Consider the data that follows and state how many lines contain the string "plant", using the number alone.

▬▬▬

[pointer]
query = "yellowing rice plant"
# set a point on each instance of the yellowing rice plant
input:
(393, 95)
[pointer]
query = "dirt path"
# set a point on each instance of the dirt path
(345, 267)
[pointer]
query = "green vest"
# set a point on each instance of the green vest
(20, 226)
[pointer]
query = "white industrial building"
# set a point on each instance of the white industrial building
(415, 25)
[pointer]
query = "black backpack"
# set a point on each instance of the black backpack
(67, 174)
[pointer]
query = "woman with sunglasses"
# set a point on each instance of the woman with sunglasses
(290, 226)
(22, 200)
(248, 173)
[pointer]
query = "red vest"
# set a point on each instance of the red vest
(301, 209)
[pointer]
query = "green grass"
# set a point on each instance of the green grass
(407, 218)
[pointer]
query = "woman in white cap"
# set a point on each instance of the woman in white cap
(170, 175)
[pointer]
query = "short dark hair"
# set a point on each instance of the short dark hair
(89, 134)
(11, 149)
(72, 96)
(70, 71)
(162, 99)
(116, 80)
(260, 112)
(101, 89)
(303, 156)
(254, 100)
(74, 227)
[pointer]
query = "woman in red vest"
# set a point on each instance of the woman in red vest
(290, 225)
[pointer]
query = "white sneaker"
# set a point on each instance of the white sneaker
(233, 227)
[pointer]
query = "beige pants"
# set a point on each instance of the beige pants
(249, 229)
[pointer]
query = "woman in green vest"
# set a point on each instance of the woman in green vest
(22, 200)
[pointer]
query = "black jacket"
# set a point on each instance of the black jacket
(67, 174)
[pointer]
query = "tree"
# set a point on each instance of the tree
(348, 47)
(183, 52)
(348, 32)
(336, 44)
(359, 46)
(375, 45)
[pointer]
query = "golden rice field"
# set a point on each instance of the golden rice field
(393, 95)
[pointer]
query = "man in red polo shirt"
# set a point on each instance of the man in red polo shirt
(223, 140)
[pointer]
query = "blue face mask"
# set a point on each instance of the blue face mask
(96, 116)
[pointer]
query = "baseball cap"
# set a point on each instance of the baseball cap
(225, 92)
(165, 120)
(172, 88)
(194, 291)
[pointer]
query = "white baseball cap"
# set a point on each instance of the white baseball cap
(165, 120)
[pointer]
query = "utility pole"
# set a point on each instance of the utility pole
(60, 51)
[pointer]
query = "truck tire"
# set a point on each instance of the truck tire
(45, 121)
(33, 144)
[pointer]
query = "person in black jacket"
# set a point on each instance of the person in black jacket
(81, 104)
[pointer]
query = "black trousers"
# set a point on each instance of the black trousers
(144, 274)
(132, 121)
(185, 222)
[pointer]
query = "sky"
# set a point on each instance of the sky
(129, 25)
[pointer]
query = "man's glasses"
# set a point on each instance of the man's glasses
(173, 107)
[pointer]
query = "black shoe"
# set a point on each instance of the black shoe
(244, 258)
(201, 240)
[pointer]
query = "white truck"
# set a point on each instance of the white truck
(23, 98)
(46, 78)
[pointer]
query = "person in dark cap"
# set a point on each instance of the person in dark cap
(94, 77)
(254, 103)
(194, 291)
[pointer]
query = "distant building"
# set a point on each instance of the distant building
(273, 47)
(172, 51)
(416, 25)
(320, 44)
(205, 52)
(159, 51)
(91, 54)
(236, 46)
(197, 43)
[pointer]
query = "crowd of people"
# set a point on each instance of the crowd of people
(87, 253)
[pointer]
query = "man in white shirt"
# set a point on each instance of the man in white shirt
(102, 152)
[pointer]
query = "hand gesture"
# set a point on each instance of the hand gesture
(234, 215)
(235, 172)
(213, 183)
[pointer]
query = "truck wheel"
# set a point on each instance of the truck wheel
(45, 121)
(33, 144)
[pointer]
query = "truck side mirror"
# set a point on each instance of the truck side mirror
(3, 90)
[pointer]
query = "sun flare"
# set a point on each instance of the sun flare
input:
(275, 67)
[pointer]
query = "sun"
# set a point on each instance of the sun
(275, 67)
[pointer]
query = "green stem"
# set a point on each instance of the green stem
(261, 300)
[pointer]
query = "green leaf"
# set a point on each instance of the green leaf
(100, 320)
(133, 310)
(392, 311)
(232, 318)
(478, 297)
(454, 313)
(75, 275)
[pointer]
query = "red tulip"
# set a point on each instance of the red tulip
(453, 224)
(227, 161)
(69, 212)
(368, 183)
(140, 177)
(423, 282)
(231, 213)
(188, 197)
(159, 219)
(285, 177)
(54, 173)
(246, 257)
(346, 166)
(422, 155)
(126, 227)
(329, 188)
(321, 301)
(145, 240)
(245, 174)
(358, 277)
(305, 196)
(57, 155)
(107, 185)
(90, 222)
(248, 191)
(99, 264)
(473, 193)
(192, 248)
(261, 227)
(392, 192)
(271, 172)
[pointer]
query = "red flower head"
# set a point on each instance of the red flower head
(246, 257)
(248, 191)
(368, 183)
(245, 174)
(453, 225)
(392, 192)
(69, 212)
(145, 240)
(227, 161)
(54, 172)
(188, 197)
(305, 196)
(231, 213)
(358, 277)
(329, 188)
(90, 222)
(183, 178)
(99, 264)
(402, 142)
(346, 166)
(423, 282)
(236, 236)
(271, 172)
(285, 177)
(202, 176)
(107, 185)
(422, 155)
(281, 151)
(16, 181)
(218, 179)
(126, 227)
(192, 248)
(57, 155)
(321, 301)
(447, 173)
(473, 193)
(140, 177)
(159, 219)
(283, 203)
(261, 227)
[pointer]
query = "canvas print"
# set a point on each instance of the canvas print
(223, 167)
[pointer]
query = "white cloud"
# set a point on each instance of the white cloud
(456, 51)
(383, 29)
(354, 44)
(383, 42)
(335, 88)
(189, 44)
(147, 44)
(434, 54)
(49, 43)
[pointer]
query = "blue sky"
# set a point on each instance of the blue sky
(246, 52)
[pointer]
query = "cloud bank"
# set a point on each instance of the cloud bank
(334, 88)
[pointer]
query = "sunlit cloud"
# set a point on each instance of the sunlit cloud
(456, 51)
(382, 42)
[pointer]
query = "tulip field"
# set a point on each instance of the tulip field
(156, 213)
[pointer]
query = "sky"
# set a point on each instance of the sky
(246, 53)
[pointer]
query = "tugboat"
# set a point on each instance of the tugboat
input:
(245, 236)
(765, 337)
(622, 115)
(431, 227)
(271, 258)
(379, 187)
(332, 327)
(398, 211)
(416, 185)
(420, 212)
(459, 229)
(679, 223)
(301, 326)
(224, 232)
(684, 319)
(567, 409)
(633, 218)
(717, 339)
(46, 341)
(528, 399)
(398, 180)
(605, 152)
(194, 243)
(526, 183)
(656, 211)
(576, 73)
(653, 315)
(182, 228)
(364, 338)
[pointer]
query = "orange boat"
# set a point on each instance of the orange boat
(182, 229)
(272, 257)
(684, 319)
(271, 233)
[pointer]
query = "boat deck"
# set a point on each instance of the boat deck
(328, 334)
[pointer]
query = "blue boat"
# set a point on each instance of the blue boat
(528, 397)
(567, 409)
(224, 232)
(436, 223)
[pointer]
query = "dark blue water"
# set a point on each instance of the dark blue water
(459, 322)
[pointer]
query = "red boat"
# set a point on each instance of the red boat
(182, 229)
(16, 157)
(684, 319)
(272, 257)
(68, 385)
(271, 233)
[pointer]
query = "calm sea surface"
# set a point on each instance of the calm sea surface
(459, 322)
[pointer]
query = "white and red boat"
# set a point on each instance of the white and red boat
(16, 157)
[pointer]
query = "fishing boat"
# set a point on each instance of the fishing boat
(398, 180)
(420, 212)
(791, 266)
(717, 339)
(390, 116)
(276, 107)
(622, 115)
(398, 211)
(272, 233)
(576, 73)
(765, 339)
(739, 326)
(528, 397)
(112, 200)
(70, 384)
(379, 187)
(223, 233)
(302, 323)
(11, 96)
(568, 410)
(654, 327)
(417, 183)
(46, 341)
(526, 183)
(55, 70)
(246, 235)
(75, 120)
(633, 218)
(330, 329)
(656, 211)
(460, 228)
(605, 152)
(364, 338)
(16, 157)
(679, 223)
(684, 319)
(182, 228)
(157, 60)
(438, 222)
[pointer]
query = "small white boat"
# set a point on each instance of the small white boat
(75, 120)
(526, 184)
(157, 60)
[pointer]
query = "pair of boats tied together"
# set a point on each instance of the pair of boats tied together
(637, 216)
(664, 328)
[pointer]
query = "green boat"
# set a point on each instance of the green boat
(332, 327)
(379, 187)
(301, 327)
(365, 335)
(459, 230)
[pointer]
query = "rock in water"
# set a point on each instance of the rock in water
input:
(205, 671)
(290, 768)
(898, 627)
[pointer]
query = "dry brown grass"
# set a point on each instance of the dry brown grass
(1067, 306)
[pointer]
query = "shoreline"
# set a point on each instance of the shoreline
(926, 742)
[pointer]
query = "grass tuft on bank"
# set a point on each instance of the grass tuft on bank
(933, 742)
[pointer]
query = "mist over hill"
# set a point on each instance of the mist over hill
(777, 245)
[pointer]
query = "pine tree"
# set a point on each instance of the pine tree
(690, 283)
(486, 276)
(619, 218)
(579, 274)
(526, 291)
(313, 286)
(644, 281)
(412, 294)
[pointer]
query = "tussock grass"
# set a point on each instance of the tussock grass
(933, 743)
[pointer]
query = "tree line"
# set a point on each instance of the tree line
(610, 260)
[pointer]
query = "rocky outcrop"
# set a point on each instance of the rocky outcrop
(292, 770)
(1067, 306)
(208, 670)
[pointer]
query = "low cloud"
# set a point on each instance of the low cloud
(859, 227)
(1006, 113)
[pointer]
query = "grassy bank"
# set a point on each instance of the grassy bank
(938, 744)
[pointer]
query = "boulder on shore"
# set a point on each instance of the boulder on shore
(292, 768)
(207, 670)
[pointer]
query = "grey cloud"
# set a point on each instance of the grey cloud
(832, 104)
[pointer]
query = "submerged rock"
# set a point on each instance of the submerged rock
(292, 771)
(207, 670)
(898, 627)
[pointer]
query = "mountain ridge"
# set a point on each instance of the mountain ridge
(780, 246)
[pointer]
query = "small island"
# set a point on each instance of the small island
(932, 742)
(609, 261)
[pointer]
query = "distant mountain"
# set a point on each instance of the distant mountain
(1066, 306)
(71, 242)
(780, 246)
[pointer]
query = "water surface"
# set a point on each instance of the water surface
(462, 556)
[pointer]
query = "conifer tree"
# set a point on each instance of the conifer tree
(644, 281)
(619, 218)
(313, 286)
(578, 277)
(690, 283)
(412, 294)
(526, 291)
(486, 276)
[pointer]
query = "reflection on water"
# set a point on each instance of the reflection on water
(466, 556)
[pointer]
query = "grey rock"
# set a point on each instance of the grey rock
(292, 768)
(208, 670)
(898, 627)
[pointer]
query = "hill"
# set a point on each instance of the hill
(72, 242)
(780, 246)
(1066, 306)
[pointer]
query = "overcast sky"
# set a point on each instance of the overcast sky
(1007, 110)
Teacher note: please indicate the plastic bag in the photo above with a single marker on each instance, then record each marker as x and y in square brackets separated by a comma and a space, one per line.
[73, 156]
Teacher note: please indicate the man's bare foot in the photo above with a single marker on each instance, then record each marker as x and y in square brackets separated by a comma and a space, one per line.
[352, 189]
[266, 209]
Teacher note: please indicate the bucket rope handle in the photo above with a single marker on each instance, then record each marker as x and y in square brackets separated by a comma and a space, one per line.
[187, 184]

▬▬▬

§ Output for this task
2